(To be done):
Nothing but the lines from the one containing "the girl's forehead" through the last line of the records below should be copied, exactly and without pictures.

(Exercise input):
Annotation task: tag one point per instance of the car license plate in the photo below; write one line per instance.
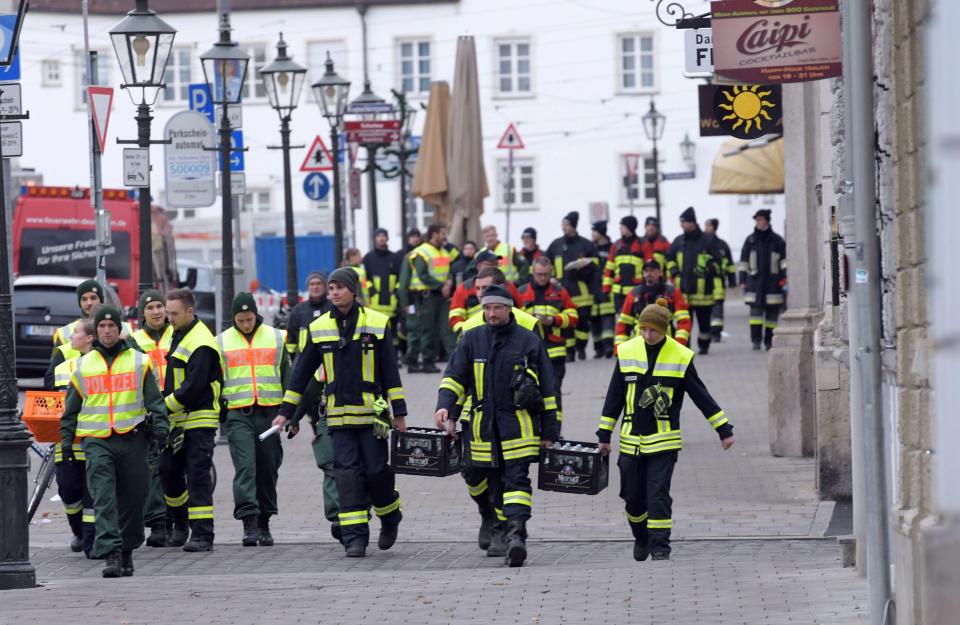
(32, 330)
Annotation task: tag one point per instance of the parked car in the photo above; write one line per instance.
(41, 305)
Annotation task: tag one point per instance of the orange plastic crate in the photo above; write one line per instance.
(41, 413)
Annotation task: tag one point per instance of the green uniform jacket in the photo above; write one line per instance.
(152, 399)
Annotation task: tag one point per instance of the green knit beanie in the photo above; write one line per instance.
(89, 286)
(243, 302)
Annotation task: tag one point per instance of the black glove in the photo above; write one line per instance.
(176, 438)
(66, 454)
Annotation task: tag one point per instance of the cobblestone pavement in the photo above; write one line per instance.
(749, 548)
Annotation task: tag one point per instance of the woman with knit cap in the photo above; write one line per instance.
(652, 374)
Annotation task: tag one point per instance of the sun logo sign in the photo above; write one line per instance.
(749, 111)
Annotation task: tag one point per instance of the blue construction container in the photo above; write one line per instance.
(314, 252)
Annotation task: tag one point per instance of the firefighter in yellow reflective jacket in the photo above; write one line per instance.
(505, 371)
(254, 367)
(72, 476)
(115, 406)
(354, 345)
(191, 388)
(652, 374)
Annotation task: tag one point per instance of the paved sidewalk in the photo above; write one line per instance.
(749, 548)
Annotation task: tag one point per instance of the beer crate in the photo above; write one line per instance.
(426, 451)
(573, 467)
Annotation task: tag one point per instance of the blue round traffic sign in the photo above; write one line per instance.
(316, 186)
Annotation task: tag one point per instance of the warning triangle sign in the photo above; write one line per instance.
(318, 157)
(100, 100)
(511, 139)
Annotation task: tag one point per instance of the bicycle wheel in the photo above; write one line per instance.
(44, 477)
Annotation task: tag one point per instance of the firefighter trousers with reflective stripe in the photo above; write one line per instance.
(117, 479)
(323, 454)
(256, 463)
(364, 477)
(73, 491)
(510, 491)
(188, 473)
(645, 488)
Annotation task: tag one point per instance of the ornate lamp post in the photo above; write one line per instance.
(15, 568)
(142, 42)
(283, 81)
(653, 125)
(331, 92)
(225, 70)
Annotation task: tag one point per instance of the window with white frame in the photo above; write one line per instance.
(641, 187)
(253, 88)
(105, 61)
(514, 72)
(317, 60)
(636, 63)
(178, 75)
(256, 201)
(52, 73)
(522, 192)
(414, 60)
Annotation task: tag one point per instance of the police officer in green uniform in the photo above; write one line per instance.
(255, 365)
(354, 345)
(652, 374)
(191, 390)
(115, 406)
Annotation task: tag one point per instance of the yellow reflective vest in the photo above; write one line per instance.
(207, 417)
(112, 394)
(252, 367)
(438, 263)
(157, 350)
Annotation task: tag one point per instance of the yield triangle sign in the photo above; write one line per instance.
(511, 139)
(100, 100)
(318, 157)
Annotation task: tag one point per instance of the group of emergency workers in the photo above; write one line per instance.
(142, 407)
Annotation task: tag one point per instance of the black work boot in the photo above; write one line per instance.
(126, 563)
(112, 568)
(250, 532)
(356, 549)
(264, 537)
(388, 535)
(158, 535)
(516, 542)
(485, 535)
(498, 540)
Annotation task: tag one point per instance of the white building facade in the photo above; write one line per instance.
(575, 77)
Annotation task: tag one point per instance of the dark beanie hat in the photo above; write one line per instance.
(243, 302)
(150, 295)
(316, 275)
(108, 313)
(89, 286)
(346, 277)
(497, 294)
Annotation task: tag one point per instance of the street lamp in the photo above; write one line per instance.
(653, 125)
(331, 92)
(142, 42)
(688, 150)
(369, 107)
(224, 71)
(15, 568)
(283, 81)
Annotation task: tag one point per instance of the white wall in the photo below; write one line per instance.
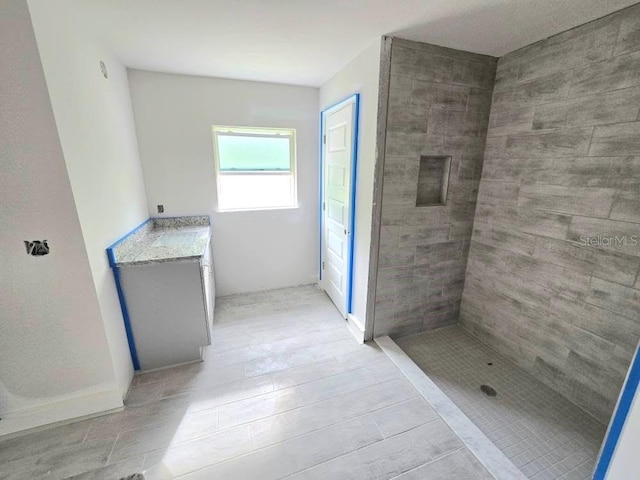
(96, 128)
(254, 250)
(625, 463)
(54, 358)
(361, 75)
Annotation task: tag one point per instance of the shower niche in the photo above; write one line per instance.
(433, 180)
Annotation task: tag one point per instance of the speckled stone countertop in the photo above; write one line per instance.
(158, 240)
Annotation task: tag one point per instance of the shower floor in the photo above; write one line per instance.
(542, 433)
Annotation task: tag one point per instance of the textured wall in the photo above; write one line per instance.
(54, 357)
(563, 162)
(439, 103)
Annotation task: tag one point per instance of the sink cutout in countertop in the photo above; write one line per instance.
(175, 239)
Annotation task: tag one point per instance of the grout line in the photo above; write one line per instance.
(113, 447)
(429, 462)
(492, 458)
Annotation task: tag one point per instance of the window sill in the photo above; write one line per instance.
(257, 209)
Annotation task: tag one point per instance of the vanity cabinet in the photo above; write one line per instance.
(170, 307)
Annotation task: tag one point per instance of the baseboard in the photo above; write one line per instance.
(60, 412)
(355, 327)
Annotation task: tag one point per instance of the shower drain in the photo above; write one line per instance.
(489, 391)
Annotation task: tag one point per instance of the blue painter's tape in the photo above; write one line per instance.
(123, 304)
(110, 254)
(127, 322)
(321, 190)
(629, 391)
(352, 220)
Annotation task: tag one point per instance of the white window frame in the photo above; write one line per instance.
(266, 132)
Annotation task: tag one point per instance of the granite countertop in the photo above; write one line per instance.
(158, 240)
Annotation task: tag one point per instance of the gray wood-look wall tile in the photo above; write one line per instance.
(552, 275)
(439, 104)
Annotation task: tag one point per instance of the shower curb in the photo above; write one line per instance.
(490, 456)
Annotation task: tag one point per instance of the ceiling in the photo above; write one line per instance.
(305, 42)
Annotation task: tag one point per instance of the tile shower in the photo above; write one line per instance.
(510, 206)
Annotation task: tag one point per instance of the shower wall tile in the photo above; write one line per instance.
(553, 276)
(439, 104)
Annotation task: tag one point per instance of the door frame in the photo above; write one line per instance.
(355, 100)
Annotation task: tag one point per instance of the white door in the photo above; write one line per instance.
(338, 160)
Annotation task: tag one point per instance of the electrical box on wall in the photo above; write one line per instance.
(37, 248)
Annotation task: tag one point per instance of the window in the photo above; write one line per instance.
(255, 167)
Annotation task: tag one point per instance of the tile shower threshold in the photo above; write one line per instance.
(490, 456)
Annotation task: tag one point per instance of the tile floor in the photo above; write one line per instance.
(285, 391)
(541, 432)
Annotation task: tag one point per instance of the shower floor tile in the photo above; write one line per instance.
(541, 432)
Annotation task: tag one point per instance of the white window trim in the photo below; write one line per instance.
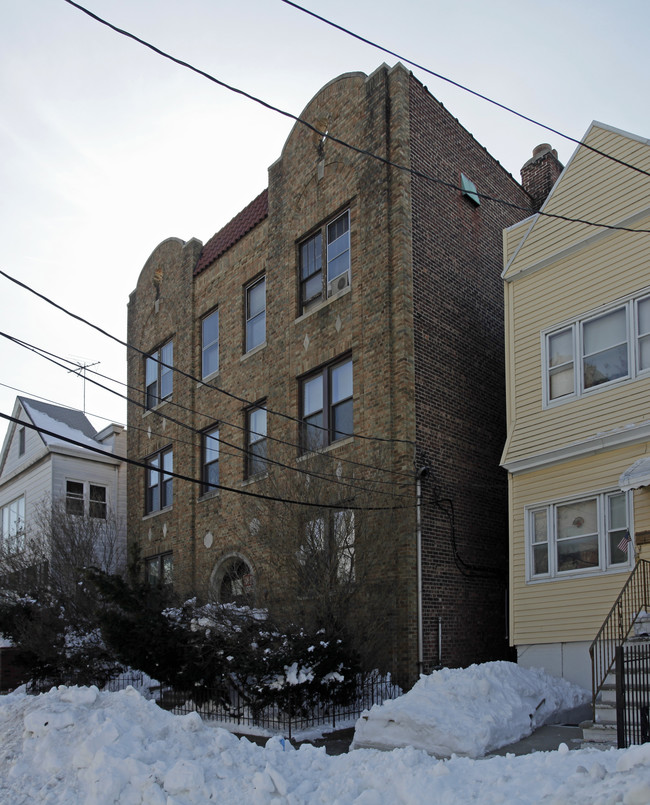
(205, 347)
(327, 294)
(630, 304)
(604, 565)
(249, 348)
(13, 543)
(85, 498)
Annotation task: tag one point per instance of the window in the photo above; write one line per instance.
(159, 374)
(255, 314)
(210, 344)
(74, 498)
(597, 350)
(314, 286)
(159, 493)
(643, 333)
(97, 502)
(12, 526)
(468, 189)
(256, 441)
(579, 536)
(210, 460)
(83, 498)
(327, 554)
(159, 570)
(327, 406)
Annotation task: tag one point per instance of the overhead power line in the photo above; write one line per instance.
(341, 481)
(200, 481)
(178, 371)
(327, 135)
(462, 86)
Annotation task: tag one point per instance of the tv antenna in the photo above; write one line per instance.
(81, 371)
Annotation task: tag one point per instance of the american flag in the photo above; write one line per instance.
(626, 540)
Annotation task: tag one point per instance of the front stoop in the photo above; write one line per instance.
(601, 733)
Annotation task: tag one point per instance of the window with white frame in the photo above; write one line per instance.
(159, 491)
(210, 344)
(327, 553)
(210, 460)
(12, 526)
(329, 247)
(159, 374)
(576, 537)
(256, 452)
(596, 350)
(327, 402)
(85, 499)
(255, 314)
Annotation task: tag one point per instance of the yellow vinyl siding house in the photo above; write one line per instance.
(577, 308)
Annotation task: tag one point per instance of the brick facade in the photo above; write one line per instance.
(422, 323)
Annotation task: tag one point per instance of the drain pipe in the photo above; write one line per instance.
(420, 475)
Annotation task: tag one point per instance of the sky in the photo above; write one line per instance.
(106, 148)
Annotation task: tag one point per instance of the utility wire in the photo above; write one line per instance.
(461, 86)
(182, 373)
(326, 135)
(181, 477)
(56, 360)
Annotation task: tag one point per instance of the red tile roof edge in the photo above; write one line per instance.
(233, 231)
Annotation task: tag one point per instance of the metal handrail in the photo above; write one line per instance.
(618, 624)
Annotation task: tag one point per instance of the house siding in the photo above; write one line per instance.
(579, 446)
(421, 321)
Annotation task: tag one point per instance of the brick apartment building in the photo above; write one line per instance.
(362, 298)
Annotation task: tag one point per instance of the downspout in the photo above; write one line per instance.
(421, 473)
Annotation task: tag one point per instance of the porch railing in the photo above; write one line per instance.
(633, 599)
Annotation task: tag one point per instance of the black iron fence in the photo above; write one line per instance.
(236, 711)
(632, 694)
(633, 599)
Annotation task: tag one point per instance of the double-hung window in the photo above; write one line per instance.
(159, 374)
(329, 247)
(12, 526)
(256, 452)
(255, 314)
(596, 350)
(83, 498)
(210, 461)
(577, 537)
(327, 553)
(159, 492)
(210, 344)
(326, 398)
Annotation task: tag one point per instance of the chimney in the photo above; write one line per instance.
(540, 173)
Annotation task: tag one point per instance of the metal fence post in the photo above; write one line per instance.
(620, 697)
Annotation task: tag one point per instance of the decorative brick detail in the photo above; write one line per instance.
(422, 320)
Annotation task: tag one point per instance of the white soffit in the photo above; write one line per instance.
(635, 476)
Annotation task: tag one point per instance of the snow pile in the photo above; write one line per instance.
(468, 711)
(76, 745)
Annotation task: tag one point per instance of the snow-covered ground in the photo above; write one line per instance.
(469, 711)
(80, 746)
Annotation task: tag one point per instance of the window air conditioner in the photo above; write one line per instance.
(338, 284)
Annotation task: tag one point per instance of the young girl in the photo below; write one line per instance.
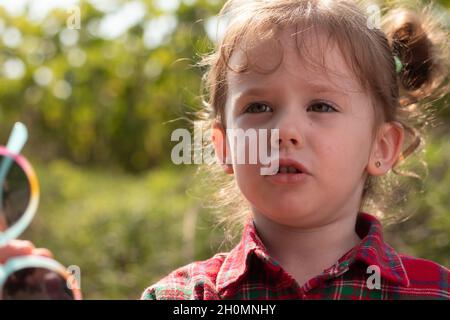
(342, 94)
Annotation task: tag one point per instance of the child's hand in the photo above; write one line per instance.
(21, 248)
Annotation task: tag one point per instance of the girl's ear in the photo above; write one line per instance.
(386, 148)
(221, 147)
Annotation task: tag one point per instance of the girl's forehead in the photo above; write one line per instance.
(307, 57)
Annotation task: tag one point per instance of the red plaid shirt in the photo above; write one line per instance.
(248, 272)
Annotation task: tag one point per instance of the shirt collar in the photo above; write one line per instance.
(372, 250)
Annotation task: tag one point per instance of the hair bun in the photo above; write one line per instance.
(412, 46)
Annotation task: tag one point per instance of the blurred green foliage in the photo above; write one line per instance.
(100, 112)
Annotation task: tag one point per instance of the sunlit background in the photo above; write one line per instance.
(100, 102)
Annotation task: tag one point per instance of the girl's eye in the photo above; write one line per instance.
(321, 107)
(258, 108)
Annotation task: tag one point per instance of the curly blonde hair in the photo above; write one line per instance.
(404, 96)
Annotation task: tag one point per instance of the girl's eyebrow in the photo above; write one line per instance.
(311, 87)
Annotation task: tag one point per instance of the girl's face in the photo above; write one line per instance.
(325, 122)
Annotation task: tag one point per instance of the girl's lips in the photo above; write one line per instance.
(288, 178)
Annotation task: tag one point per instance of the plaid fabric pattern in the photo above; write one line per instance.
(248, 272)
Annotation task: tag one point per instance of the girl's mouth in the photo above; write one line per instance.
(288, 169)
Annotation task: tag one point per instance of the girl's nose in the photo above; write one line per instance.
(288, 141)
(289, 133)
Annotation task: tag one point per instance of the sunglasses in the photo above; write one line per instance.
(26, 277)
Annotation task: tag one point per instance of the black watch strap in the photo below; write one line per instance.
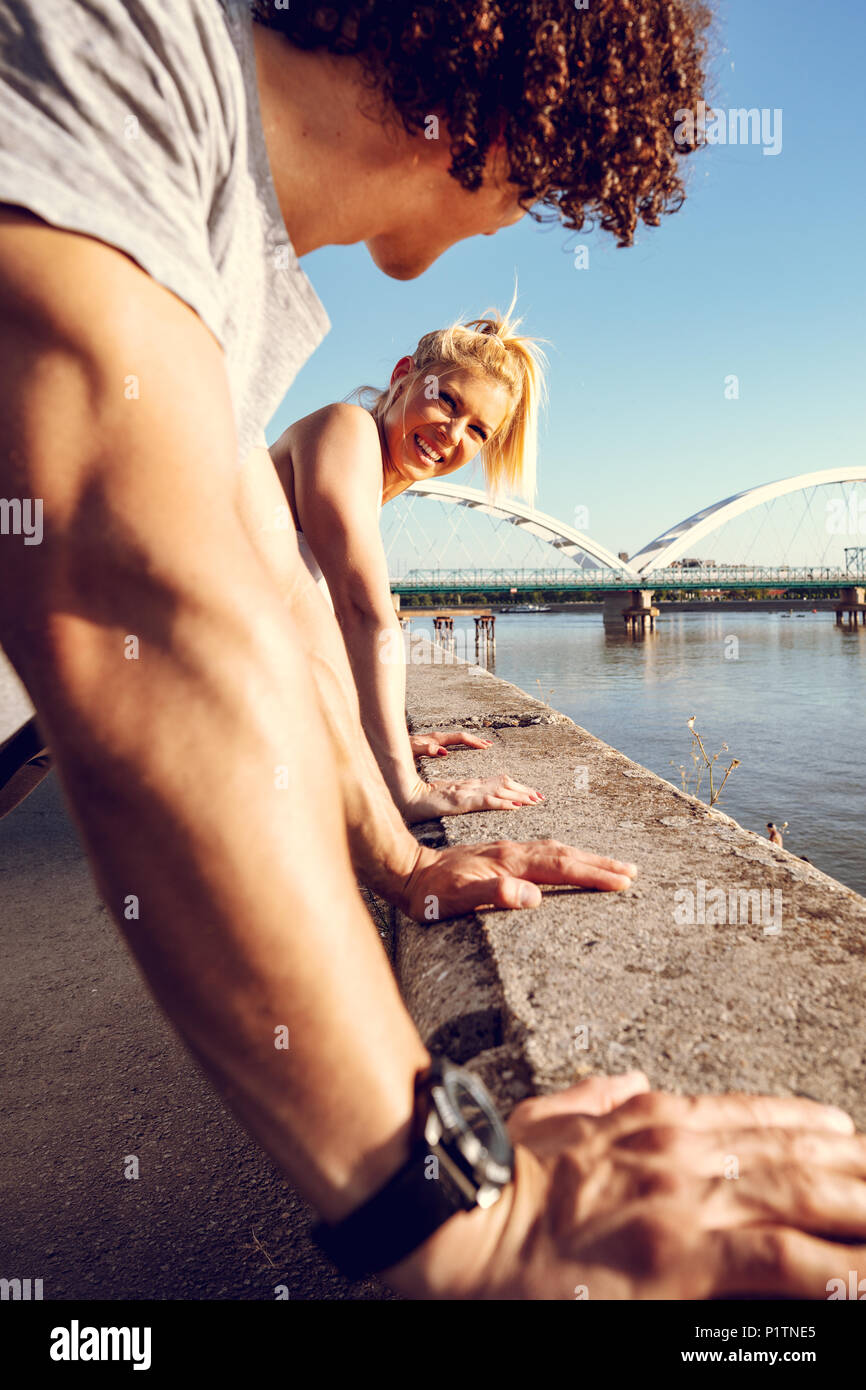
(394, 1222)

(Reply):
Annotation task: tag one point per instance of the girl's forehead in the photo above; write one line per instance.
(307, 57)
Annotation task: tag one point per instance of the red plaid shirt in the photo above; write one line per instance.
(248, 272)
Annotation task: tag one point per instance of the shirt collar in the photo above; write one line per instance.
(372, 250)
Annotation task: tag one point per instance of the hair bun in the photo above; write one line per instance.
(412, 46)
Annotation task: tag one point per instance of the blurred green foliage in the photo above; write one line per instance.
(100, 112)
Annotation task: tag one point per instance of the sunlit background in the photo above; write one line per instance.
(100, 102)
Annotation task: tag one point per instance of the girl's eye in the photo above; write one line per instance.
(321, 107)
(258, 108)
Annotation task: tag one point per instance of the curly blonde hair in the photo above; write one line per instance.
(404, 96)
Annotation task: tag one point per instance of the girl's eyebrow in the photo above; write one line per instance.
(311, 87)
Annotation task: tag one point per instance of the girl's face in the photo above; write one line per instance.
(325, 122)
Annotation task: tag one point per instance of the girl's lips in the photo above; write one line per instance.
(288, 178)
Annotation task: tag one point per instance of the plaid fabric pattern in the photo above; write one line per instance.
(248, 272)
Annotation task: tag one point per instance of the girl's mouth in the photo above; write one line per instance.
(288, 169)
Annotation task: tag one point per instance of the girl's nose in the photo above; write one line per instance.
(288, 141)
(289, 133)
Annotation task: tag one point per instance of the sunglasses in the photo above; write one line per instance.
(26, 277)
Annotation task: tag one point per instance of the black watch strap in the photo below; write one line per instance.
(394, 1222)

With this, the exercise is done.